> **PROBLEM DETAILS**: Every word in the data below belongs in your copy, exactly as given; the pictures do not.

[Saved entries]
§
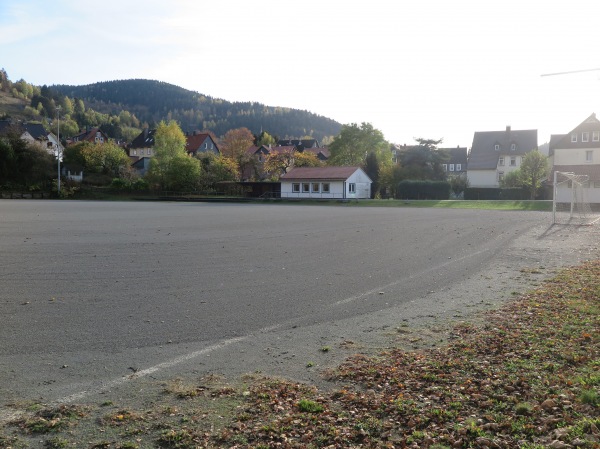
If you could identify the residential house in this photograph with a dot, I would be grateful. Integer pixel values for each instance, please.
(37, 134)
(322, 153)
(457, 164)
(326, 182)
(259, 155)
(300, 144)
(142, 145)
(578, 152)
(496, 153)
(93, 135)
(200, 143)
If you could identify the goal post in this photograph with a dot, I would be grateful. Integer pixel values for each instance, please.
(570, 204)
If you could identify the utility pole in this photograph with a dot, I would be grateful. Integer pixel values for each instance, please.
(58, 149)
(570, 71)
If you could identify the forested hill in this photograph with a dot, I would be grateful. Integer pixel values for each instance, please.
(152, 101)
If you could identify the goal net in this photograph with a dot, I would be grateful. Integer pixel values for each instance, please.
(570, 203)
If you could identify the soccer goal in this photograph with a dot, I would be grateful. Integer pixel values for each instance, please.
(570, 203)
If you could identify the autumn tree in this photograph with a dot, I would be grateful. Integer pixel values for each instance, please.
(423, 161)
(534, 170)
(235, 145)
(306, 159)
(278, 163)
(217, 168)
(352, 145)
(371, 167)
(266, 139)
(23, 163)
(106, 158)
(171, 168)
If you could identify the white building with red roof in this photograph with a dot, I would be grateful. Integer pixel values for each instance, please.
(326, 183)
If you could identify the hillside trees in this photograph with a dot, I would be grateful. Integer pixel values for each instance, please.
(423, 161)
(22, 163)
(352, 145)
(171, 168)
(278, 163)
(235, 145)
(105, 159)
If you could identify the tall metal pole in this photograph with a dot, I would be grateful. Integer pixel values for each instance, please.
(554, 198)
(58, 149)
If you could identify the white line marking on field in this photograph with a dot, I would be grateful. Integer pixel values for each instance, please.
(145, 372)
(400, 281)
(222, 344)
(161, 366)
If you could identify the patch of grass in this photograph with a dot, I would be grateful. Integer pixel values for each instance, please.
(308, 406)
(589, 397)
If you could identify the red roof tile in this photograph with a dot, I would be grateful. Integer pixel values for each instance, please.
(331, 173)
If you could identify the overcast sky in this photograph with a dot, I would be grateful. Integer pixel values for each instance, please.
(418, 68)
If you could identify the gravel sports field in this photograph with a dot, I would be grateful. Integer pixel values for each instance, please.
(98, 298)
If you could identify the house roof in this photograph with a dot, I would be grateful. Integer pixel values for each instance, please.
(88, 135)
(36, 130)
(484, 155)
(144, 140)
(564, 141)
(321, 153)
(319, 173)
(195, 141)
(301, 144)
(458, 155)
(591, 170)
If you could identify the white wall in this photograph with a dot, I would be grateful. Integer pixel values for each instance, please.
(336, 190)
(363, 185)
(482, 178)
(575, 156)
§
> **SOLUTION TO THE EXERCISE**:
If you could identify the residential house in this photograph with a dot, I would be grateful. Integer pixel values for each instance, please.
(37, 134)
(322, 153)
(457, 164)
(326, 182)
(259, 155)
(300, 144)
(142, 145)
(578, 152)
(496, 153)
(93, 135)
(200, 143)
If you could identify the goal post in this photograph with a dot, I would be grateful. Integer pixel values for each instance, please.
(570, 204)
If you could identify the utility pole in this photograph with a dot, I would be grateful. Integer pixel values for each instance, please.
(58, 149)
(570, 71)
If you could identify the forested hill in this photograph with a dot, I would be grateful. Integer pixel values for each instance, please.
(152, 101)
If you could identify the goal net in this photograph with a dot, I would be grateful. Integer pixel values for each instance, please.
(570, 203)
If you could identify the soccer goal in this photograph with a dot, I would be grateful. Integer pixel values for each instance, please.
(570, 203)
If you could identify the autumn tree in this photograph with a dot, I would be grateful. Integer pixel values for each instance, please.
(423, 161)
(534, 170)
(235, 145)
(306, 159)
(278, 163)
(217, 168)
(352, 145)
(371, 167)
(266, 139)
(23, 163)
(106, 158)
(171, 168)
If you could identify the white building with red roof in this photograph with a dot, I would be grateful. Integer pixel values for each instance, please.
(326, 183)
If you could identify the hillside trees in this photograph with a dot, I would be grateful. Integer pixel values for each instance, please.
(423, 161)
(22, 163)
(352, 145)
(171, 168)
(278, 163)
(235, 145)
(105, 159)
If you could identify the tall metal pole in this photograph with a dot, I would be grateful. Integer pixel values for each instance, please.
(554, 198)
(58, 149)
If you could identify the white line marking on field in this photograph with a dot, I would be grateful. Integer pixel values for each instance, please.
(145, 372)
(400, 281)
(222, 344)
(161, 366)
If you could identify the patch of grass in this photograph with a dot, I would be grateful. Integer pixel values for each instance, please.
(308, 406)
(589, 397)
If you could identify the red roof tile in this photograph with a dot, I would be grateful. Integer pixel values for each instance, please.
(331, 173)
If you could identify the overcast sky in this photograph with a dot, I would be grateful. Integer pixel values for each instance, please.
(418, 68)
If you could identify the gravel sports field in this photograph with a dot, I would be grateful. Integer pixel values for each instance, please.
(98, 298)
If you could identify the house roof in this photograph with a dot, I would be grateful. Integer pixel values for each instance, please.
(88, 135)
(36, 130)
(484, 155)
(144, 140)
(564, 141)
(321, 153)
(319, 173)
(195, 141)
(301, 144)
(458, 155)
(591, 170)
If you could identify the white wall in this photograph with a dot, I would be grateful. Integer pixel values for each instance, please.
(336, 190)
(363, 185)
(482, 178)
(575, 156)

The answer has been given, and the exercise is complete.